What is expected
Please reproduce the following lines word for word.

(Stored items)
####

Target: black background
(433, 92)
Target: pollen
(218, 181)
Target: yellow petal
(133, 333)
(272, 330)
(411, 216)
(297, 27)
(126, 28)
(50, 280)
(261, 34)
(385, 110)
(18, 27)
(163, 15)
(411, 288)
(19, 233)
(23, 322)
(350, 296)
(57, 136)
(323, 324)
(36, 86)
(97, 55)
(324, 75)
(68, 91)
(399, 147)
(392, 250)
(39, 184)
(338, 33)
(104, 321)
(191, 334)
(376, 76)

####

Exercise solution
Target: black background
(433, 92)
Target: pollen
(218, 181)
Target: yellow petal
(133, 333)
(272, 330)
(411, 216)
(297, 27)
(126, 28)
(50, 280)
(261, 34)
(385, 110)
(18, 27)
(163, 15)
(411, 288)
(19, 233)
(23, 322)
(350, 296)
(57, 136)
(323, 324)
(36, 86)
(97, 55)
(324, 75)
(68, 91)
(399, 147)
(392, 250)
(39, 184)
(338, 33)
(104, 321)
(191, 334)
(376, 76)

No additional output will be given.